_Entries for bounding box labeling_
──────────────────────────────

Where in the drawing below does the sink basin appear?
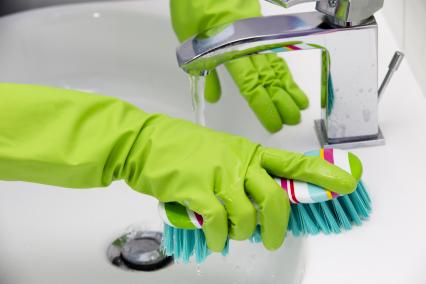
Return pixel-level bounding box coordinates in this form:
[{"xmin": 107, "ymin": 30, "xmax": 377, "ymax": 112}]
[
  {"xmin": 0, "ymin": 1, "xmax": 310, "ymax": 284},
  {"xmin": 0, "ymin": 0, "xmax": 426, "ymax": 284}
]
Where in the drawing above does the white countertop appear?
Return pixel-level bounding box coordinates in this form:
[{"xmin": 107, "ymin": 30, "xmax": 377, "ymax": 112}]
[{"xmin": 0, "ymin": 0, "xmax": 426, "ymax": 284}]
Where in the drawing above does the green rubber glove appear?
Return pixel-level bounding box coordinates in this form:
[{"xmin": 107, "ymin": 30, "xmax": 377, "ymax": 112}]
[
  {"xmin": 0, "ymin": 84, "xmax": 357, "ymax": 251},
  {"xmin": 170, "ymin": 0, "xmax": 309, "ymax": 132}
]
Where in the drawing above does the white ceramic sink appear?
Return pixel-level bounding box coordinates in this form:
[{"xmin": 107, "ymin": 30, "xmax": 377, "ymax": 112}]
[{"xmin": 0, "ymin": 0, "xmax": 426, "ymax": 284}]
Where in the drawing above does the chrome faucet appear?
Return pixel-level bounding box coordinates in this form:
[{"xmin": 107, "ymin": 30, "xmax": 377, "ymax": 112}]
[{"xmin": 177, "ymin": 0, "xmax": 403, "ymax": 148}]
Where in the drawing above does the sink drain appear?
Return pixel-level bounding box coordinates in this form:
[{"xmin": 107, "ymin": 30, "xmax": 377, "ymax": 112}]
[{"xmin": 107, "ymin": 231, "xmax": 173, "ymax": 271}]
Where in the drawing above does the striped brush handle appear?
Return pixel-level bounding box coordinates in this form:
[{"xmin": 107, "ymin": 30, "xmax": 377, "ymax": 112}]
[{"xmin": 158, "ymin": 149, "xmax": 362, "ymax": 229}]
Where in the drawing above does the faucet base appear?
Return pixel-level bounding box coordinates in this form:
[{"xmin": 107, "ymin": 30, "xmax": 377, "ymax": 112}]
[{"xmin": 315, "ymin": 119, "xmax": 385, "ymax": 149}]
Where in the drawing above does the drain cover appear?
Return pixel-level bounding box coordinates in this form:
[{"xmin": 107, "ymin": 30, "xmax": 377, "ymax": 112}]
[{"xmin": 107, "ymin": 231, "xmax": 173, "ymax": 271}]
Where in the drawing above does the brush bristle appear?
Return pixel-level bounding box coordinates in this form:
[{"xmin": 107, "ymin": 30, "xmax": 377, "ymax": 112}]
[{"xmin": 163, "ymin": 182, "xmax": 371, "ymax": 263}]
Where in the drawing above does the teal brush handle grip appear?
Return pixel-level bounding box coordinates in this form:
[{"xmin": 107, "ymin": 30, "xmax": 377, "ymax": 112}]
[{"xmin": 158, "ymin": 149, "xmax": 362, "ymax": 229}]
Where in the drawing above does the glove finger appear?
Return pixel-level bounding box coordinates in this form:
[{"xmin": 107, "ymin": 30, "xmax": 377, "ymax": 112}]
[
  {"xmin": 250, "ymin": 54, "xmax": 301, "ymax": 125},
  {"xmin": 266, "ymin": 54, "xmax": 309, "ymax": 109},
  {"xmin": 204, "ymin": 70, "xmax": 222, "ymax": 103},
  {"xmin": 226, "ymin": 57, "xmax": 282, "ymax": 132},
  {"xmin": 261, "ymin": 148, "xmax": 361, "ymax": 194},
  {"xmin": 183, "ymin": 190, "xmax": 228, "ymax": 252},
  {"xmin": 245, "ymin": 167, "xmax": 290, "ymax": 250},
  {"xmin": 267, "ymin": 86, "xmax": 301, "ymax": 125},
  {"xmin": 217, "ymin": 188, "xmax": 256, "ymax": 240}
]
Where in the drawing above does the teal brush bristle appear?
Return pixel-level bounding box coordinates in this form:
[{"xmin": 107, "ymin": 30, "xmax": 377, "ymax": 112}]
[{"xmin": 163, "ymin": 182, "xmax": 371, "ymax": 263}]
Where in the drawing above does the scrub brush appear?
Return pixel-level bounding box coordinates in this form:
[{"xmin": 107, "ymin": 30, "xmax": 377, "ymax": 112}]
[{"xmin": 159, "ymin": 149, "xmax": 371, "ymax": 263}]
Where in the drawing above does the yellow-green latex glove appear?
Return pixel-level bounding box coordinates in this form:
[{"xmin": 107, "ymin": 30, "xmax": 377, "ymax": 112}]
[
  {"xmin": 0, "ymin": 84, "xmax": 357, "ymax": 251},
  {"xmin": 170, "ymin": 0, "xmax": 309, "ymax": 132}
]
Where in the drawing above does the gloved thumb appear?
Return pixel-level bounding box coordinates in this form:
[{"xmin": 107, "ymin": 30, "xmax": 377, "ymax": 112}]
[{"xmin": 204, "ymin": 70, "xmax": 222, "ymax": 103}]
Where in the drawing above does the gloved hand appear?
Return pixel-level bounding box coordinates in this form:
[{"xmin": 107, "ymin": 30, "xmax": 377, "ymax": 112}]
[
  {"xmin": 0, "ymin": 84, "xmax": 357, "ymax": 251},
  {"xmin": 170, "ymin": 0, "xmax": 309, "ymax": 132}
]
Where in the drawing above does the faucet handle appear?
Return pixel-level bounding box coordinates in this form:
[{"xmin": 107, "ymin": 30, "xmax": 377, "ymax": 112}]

──────────────────────────────

_INSTRUCTION_
How many lines in the rows above contain the string "sink"? Give only the number.

_FULL RESPONSE_
3